> [REQUIRED WORK]:
Rewrite the records below, from the line holding "Expected: one marker per instance of the cat in" through the end of the records, inclusive, keeping every request line. Shift each coordinate in the answers by adding -92 to it.

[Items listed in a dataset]
>> begin

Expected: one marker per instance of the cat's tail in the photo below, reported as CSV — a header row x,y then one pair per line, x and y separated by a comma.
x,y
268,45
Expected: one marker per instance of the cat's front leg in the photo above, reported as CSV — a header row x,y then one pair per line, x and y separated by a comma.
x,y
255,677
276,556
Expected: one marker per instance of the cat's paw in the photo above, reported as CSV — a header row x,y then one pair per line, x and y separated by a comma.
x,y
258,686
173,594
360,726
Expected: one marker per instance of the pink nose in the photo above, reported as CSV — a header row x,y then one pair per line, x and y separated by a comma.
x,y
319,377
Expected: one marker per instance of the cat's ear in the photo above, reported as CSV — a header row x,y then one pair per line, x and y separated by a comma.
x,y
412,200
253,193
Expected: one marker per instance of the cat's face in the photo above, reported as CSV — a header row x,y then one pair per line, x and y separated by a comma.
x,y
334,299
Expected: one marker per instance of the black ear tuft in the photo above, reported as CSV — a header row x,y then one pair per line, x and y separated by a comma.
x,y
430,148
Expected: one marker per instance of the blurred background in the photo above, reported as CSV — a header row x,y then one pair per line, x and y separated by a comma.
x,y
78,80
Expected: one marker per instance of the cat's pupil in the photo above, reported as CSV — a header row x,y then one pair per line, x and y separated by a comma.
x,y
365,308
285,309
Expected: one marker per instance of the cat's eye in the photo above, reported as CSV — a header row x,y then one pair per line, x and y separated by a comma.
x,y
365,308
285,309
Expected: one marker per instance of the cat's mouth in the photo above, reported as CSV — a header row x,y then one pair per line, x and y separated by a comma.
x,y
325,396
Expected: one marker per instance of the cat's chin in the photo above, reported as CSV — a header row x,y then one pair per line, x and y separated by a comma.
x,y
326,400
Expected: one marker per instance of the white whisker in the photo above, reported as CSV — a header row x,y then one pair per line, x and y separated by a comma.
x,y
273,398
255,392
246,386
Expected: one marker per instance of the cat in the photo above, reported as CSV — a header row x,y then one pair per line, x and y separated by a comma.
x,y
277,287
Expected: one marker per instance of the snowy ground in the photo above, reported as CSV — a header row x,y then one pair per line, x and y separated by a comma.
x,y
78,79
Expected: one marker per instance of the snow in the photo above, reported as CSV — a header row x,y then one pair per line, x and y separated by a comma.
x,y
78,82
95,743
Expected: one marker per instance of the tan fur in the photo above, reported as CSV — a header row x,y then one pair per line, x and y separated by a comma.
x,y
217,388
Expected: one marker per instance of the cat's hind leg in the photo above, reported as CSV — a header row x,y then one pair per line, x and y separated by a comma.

>> end

> [FULL RESPONSE]:
Expected: one marker per instance of the cat in the photo above, reported as CSV — a header row x,y then one pair per line, x and y separated by a comma.
x,y
185,195
Expected: one marker per instance of the snowy ground in the photo above, reported as CSV — a header row x,y then one pair per line, x and y separated by a comma.
x,y
-14,-13
Expected: one marker per instance of the snow in the photo above, reported as CSV — a header row x,y then one pair per line, x and y separated by a comma.
x,y
-14,-10
3,651
Expected: one marker per instance of the tan fur in the photo above, reported as CSV — a header row x,y then one pair per line, x and y separated by a comma.
x,y
125,296
Expected: one marker per instance of the cat's hind leg in the photo above, reported as CSV — a header row x,y then one pair per line, x and y separated by a comma.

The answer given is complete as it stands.